CHALLENGE.
From the items below, copy out each line that contains the word "firefighter".

EXERCISE INPUTS.
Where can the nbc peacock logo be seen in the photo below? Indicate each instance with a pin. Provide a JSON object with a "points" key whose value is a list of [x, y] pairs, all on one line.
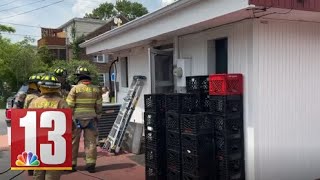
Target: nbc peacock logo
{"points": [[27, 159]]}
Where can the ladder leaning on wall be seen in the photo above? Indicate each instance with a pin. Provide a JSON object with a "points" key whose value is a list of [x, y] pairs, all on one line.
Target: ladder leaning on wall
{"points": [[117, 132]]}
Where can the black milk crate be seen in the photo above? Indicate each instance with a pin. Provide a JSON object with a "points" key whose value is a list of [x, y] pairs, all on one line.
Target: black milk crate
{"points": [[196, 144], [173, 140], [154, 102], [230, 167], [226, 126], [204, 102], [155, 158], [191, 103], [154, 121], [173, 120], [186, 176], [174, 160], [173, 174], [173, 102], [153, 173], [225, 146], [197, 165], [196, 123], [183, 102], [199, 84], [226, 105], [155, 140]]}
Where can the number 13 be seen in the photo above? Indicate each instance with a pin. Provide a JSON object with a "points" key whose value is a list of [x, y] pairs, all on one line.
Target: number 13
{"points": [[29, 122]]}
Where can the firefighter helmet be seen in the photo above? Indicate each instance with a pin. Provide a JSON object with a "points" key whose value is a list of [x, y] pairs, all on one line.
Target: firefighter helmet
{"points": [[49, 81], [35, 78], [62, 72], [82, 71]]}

==

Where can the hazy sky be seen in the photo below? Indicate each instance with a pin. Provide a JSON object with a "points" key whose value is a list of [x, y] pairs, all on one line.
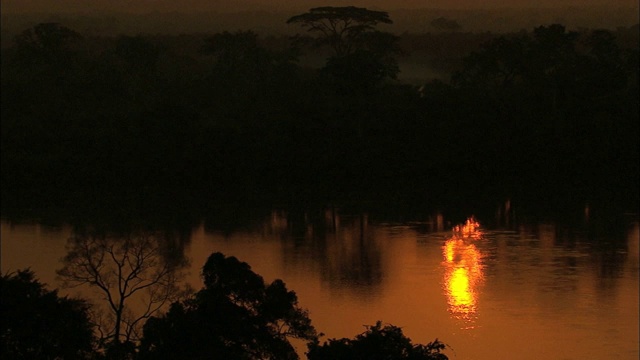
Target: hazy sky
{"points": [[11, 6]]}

EXERCISE RESULT.
Where can the firefighter helmet be seen in the photo above? Indicate each instance with a pin. Provide a JSON object with a "points" key whose value is a list of [x, y] pairs, all on one line.
Target: firefighter helmet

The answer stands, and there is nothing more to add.